_Page extract:_
+ + +

The heart of the sermon–at least to me–was the explicit application of Jewish teaching to matters pending at the Indiana legislature.

Reading through this week’s portion we can find guidance regarding many bills currently before our State and Federal Legislatures.

There is SB 439 – regarding Hate Crime Laws – likely not to pass in Indiana because of the pressure of conservative forces that feign to promote themselves as religious.      Well, they are quite out of sync with the biblical heritage they purport to uphold – a heritage that teaches – “You shall not hate your neighbor in your heart.”

The growing vitriol expressed in words and acts of anti-Semitism, Islamphobia and other ethnic and gender directed prejudice speak of an epidemic of hate that must be contained. We should be alarmed by what is happening to words in our times – particularly in the political and religious arenas. Language has become shrill, offensive and misleading. Words, angry and hostile weapons.

Then there are legislative initiatives to curtail rights for LGBTQ+ citizens and to impose doctrinal understandings of reproductive health and abortion rights. Interestingly, this week’s Torah portion contains the key passage that defines miscarriage and abortion not as murder, but as a civil matter (Ex. 21:22-24).

Abortion is a painful and serious decision to be made by a woman in consultation with her physician, loved ones and in keeping with her religious values. In the Jewish legal and moral tradition, termination of pregnancy is never defined as homicide, and it is not only permissible, but required to protect the life and health of the mother, in some cases even her mental health. In Jewish law, the fetus is not defined as a “person,” with independent legal and moral status, until the moment of delivery. Judaism does not share the view that human life begins at conception. Throughout pregnancy the fetus is potential life, to be honored and protected, but dependent on and subordinate to the life of the mother.

To impose particular doctrinal restrictions on abortion constitutes not only a violation of privacy and civil rights, but a limitation of religious rights, by imposing beliefs and values that counter the faith traditions of others. And certainly to muddle legislation with unscientific and potentially injurious information is a pious fraud.

Consider the higher health risks for women and infants that proposed legislation – which includes threats to cut funds for Planned Parenthood – would involve. Our state’s infant mortality rate, already among the highest in the country, would rise dramatically.

Ironically, some of the same groups that counter hate crime laws, and advance restrictions on health care and civil rights, piously advocate for prayer in public schools and, paradoxically, promote liberalization of gun laws – guns that can kill in schools, domestic settings and hateful social encounters…

Today, our nation struggles with the issue of immigration, our response and responsibilities to the stranger in our midst. Our deepest Jewish convictions tell us that protecting the humanity of immigrants, who have come to the United States to better lives for themselves and their children, puts our communities on a path towards strengthening families and society and ultimately, the moral values of our nation. By all means, we need to ensure the safety of the homeland, and guard the security of our borders, but not in ways that discriminate, intimidate and create a siege mentality and police state.

Keeping families together, allowing immigrants to fully contribute to our communities, providing relief for millions of aspiring Americans from unnecessary deportation and family separation, these are at the heart of the Jewish legislative and moral traditions. It is also the best of the American tradition which we as Jews have helped to shape and from which we have benefited.

The Rabbi closed with this profound and increasingly relevant quote from Abraham Joshua Heschel:

When faith is completely replaced by creed, worship by discipline, love by habit; when the crisis of today is ignored because of the splendor of the past; when faith becomes an heirloom rather than a living fountain; … its message becomes meaningless.

Words applicable to both religion and political ideology–and definitely worth pondering.

+ + +

_Assignment:_ Decide whether each statement agrees with the sermon excerpt, answering yes or no and quoting the words of the excerpt that settle it. (a) SB 439, concerning hate crime laws, is expected to pass in Indiana. (b) Under Jewish law the fetus is not considered a "person" until delivery. (c) Indiana's infant mortality rate is described as among the lowest in the country. Use only the sermon excerpt, with no outside knowledge.

+ + +

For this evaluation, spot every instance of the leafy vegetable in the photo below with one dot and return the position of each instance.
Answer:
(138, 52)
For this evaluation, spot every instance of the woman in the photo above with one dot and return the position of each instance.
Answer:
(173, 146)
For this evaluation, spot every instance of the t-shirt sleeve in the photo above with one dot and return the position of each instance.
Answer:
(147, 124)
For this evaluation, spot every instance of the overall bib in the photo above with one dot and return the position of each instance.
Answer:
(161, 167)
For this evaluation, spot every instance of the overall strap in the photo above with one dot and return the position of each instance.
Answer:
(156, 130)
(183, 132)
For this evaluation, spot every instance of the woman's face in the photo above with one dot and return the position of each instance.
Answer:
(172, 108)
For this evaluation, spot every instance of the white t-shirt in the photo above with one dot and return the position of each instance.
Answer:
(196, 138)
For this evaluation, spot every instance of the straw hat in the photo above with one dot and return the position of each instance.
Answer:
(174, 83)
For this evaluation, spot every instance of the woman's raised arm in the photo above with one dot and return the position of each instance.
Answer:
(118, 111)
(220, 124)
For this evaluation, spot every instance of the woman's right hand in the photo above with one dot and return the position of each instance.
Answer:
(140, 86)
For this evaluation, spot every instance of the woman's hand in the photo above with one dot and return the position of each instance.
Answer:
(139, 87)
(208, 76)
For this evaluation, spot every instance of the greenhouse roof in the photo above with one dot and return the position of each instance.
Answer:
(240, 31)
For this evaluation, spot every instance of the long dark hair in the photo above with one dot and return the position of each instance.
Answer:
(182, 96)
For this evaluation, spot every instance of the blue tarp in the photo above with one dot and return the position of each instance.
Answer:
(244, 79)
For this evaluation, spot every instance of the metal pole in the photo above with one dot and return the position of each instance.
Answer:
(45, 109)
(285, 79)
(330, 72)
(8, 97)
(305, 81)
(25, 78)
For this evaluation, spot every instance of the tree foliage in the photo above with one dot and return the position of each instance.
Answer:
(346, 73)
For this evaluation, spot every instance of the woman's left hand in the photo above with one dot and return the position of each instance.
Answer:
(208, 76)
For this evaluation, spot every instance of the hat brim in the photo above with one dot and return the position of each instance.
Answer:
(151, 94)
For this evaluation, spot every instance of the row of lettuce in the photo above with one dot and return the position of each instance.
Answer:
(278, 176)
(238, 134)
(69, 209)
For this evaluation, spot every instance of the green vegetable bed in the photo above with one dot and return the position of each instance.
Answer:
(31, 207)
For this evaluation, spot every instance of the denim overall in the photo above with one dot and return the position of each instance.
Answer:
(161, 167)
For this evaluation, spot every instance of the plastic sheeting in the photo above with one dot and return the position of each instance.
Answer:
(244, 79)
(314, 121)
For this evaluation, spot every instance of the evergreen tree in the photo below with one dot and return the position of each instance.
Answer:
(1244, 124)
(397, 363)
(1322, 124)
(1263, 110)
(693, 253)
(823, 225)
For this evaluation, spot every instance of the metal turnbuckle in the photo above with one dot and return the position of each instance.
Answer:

+ + +

_The completed task:_
(a) No: "likely not to pass in Indiana"
(b) Yes: "In Jewish law, the fetus is not defined as a “person,” with independent legal and moral status, until the moment of delivery."
(c) No: "already among the highest in the country"